• YOUR OBJECTIVE:
Can you repeat these records with "white cloud" switched to "gray cloud" and everything else left the same?

• AVAILABLE DATA:
+ + + + + + +

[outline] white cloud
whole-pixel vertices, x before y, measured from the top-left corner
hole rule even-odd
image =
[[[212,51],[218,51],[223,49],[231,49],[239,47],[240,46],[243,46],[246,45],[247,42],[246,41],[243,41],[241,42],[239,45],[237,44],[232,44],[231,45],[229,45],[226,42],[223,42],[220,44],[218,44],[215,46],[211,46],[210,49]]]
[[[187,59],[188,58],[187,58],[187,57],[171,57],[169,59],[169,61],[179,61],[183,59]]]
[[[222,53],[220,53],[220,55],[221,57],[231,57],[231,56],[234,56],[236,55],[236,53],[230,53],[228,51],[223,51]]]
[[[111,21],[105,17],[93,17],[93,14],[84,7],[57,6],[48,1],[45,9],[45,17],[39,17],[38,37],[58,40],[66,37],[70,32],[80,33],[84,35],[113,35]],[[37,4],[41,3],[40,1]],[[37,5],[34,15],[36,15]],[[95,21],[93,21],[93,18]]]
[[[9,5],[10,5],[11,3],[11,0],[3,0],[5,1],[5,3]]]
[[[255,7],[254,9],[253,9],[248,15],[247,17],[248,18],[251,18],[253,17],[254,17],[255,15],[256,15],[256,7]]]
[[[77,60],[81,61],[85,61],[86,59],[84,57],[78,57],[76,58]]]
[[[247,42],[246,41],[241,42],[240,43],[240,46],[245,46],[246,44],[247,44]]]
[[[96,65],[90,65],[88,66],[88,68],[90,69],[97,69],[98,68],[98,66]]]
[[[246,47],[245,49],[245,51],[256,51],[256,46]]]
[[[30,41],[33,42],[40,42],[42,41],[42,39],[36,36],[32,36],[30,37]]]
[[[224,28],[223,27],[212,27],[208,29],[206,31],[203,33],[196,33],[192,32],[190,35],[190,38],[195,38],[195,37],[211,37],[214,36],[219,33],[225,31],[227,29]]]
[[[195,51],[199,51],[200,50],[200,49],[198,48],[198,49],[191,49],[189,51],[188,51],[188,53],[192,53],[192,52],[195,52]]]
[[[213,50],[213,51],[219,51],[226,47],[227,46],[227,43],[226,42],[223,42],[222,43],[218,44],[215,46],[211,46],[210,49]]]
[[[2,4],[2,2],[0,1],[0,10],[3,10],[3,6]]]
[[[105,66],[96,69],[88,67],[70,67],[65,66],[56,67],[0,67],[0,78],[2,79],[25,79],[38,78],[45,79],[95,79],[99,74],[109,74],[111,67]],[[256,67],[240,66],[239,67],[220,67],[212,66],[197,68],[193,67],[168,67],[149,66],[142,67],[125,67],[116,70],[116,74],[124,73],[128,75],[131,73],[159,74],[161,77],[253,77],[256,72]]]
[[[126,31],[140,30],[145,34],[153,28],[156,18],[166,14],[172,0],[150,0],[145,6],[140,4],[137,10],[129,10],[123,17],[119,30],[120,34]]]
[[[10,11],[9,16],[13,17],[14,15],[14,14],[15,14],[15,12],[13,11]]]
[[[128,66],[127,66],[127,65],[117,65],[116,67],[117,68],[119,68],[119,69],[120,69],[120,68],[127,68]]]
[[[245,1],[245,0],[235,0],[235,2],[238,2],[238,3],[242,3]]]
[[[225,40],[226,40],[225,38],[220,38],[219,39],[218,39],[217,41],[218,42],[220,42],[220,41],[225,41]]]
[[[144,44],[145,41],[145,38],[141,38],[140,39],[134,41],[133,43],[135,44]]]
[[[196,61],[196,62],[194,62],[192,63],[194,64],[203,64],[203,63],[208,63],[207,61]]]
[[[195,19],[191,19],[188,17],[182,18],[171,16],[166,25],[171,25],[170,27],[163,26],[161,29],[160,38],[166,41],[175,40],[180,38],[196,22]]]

+ + + + + + +

• SOLUTION TO THE EXERCISE:
[outline] gray cloud
whole-pixel vertices, x before y, measured from the top-left corner
hole rule even-odd
image =
[[[212,51],[218,51],[223,49],[231,49],[239,47],[240,46],[243,46],[246,45],[247,42],[246,41],[243,41],[241,42],[239,45],[237,44],[232,44],[231,45],[229,45],[226,42],[223,42],[220,44],[218,44],[215,46],[211,46],[210,49]]]
[[[187,59],[188,58],[187,58],[187,57],[171,57],[169,59],[169,61],[179,61],[183,59]]]
[[[222,53],[220,53],[220,55],[221,57],[231,57],[231,56],[234,56],[236,55],[236,53],[230,53],[228,51],[223,51]]]
[[[111,21],[105,17],[93,17],[93,14],[84,7],[57,6],[48,1],[45,9],[45,17],[39,17],[38,37],[58,40],[66,37],[70,32],[80,33],[84,35],[113,35]],[[37,4],[41,3],[40,1]],[[37,5],[34,15],[36,15]],[[95,21],[93,21],[93,18]]]
[[[9,5],[10,5],[11,3],[11,0],[3,0],[5,1],[5,3]]]
[[[255,7],[254,9],[253,9],[248,15],[247,17],[248,18],[251,18],[253,17],[254,17],[255,15],[256,15],[256,7]]]
[[[77,60],[81,61],[85,61],[86,59],[84,57],[78,57],[76,58]]]
[[[247,42],[246,41],[241,42],[240,43],[240,46],[245,46],[246,44],[247,44]]]
[[[96,65],[90,65],[88,66],[88,68],[90,69],[97,69],[98,68],[98,66]]]
[[[246,47],[245,49],[245,51],[256,51],[256,46]]]
[[[30,41],[33,42],[40,42],[42,41],[42,39],[36,36],[32,36],[30,37]]]
[[[224,28],[223,27],[212,27],[208,29],[206,31],[203,33],[196,33],[192,32],[190,35],[190,38],[195,38],[195,37],[211,37],[214,36],[219,33],[225,31],[227,29]]]
[[[195,51],[199,51],[200,50],[200,49],[198,48],[198,49],[191,49],[189,51],[188,51],[188,53],[192,53],[192,52],[195,52]]]
[[[213,50],[213,51],[219,51],[226,47],[227,46],[227,43],[226,42],[223,42],[222,43],[218,44],[215,46],[211,46],[210,49]]]
[[[2,4],[2,2],[0,1],[0,10],[3,10],[3,6]]]
[[[105,66],[96,69],[88,67],[70,67],[65,66],[56,67],[0,67],[0,78],[2,79],[25,79],[38,78],[45,79],[95,79],[99,74],[109,74],[111,67]],[[256,67],[240,66],[239,67],[220,67],[212,66],[197,68],[193,67],[168,67],[149,66],[142,67],[125,67],[116,70],[116,74],[124,73],[128,75],[131,73],[159,74],[161,77],[253,77],[256,72]]]
[[[126,31],[140,30],[145,34],[153,28],[156,18],[166,14],[172,0],[150,0],[145,6],[140,4],[137,10],[129,10],[123,17],[119,30],[120,34]]]
[[[10,11],[9,16],[13,17],[14,15],[14,14],[15,14],[15,12],[13,11]]]
[[[128,66],[127,66],[127,65],[117,65],[116,67],[117,68],[119,68],[119,69],[120,69],[120,68],[127,68]]]
[[[245,1],[245,0],[235,0],[235,2],[238,2],[238,3],[242,3]]]
[[[225,40],[226,40],[225,38],[220,38],[219,39],[218,39],[217,41],[218,42],[220,42],[220,41],[225,41]]]
[[[144,44],[145,41],[145,38],[141,38],[140,39],[134,41],[133,43],[135,44]]]
[[[196,61],[196,62],[194,62],[192,63],[194,64],[203,64],[203,63],[208,63],[207,61]]]
[[[195,19],[191,19],[188,17],[182,18],[171,16],[166,25],[171,25],[170,27],[163,26],[161,29],[160,38],[166,41],[175,40],[180,38],[196,22]]]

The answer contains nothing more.